:: IL COMPITO ::
Stabilisci se ciascuna delle tre affermazioni seguenti concorda con l'estratto scelto, rispondendo sì o no e citando alla lettera le parole dell'estratto che decidono la risposta.
1. Nella nuova versione dell'articolo 171 bis l'espressione "a scopo di lucro" è stata sostituita da "per trarre profitto".
2. La modifica delle norme sul diritto d'autore è andata nella stessa direzione indicata dai magistrati.
3. Dal 26 luglio 2000 chi copia un singolo programma per risparmiare i soldi necessari a comprarlo va punito meno duramente di chi copia programmi per rivenderli.

:: ESTRATTO SCELTO ::

Proprio a causa di queste doverose distinzioni tra "lucro" e "profitto" che
avevano aperto una possibile breccia per la depenalizzazione della copia ad
uso personale del software, ancora una volta la lobby dell'informatica ha
utilizzato tutto il potere a sua disposizione per modificare le norme sul
diritto d'autore in direzione contraria all'orientamento espresso dagli
stessi magistrati. Nella nuova versione dell'articolo 171 bis, infatti le
parole "a scopo di lucro" sono state sostituite con la frase "per trarre
profitto". In pratica dal 26 luglio del 2000 anche chi trae profitto dalla
copia singola di un programma, cioe' chi risparmia i soldi necessari per
comprarlo, va punito con la stessa durezza riservata a chi copia programmi
a scopo di lucro, per rivenderli clandestinamente e guadagnarci.

:: DATI FORNITI ::
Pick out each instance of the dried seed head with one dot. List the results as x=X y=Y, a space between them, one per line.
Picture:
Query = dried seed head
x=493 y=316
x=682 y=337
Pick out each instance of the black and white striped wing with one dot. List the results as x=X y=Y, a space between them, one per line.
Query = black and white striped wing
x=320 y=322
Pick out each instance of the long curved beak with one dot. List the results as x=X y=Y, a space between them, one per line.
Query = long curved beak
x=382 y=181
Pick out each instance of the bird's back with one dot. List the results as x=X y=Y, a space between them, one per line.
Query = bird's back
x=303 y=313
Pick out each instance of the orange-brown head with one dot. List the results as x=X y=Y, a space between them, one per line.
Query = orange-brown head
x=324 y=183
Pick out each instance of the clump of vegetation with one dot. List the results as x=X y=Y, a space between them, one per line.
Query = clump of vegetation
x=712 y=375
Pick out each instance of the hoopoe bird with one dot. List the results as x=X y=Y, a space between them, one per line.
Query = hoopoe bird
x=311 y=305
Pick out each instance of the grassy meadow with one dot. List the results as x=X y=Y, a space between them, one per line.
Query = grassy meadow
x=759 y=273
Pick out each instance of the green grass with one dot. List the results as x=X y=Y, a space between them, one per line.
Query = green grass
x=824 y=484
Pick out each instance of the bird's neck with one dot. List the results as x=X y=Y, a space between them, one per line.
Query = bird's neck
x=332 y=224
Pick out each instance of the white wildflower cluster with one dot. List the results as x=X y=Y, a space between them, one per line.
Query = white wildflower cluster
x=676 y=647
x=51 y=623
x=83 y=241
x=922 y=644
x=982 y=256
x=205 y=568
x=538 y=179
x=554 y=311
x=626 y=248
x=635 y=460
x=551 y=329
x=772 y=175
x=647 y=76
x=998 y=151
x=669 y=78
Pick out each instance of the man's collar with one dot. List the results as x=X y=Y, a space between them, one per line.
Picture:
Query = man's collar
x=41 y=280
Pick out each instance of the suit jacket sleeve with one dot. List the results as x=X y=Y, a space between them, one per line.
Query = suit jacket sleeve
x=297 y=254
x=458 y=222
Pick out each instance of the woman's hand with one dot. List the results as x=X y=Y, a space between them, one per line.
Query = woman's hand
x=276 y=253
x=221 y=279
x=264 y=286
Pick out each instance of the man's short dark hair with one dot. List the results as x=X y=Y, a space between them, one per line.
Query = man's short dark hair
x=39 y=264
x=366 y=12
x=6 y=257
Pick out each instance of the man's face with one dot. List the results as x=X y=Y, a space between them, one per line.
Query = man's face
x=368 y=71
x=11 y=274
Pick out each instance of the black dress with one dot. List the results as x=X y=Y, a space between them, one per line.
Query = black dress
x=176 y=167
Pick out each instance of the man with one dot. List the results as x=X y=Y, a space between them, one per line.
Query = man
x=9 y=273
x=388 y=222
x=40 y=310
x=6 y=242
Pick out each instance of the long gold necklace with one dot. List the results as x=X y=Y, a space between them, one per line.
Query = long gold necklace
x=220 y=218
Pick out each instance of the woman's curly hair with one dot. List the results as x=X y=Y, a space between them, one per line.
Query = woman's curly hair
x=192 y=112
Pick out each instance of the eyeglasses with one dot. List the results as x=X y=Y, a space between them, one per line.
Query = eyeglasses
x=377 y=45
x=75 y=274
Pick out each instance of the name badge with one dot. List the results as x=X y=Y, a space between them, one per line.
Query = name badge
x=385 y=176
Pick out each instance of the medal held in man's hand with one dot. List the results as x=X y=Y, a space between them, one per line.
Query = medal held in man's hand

:: RISPOSTA FINALE ::
1. Sì: «le parole "a scopo di lucro" sono state sostituite con la frase "per trarre profitto"».
2. No: «in direzione contraria all'orientamento espresso dagli stessi magistrati».
3. No: «va punito con la stessa durezza riservata a chi copia programmi a scopo di lucro».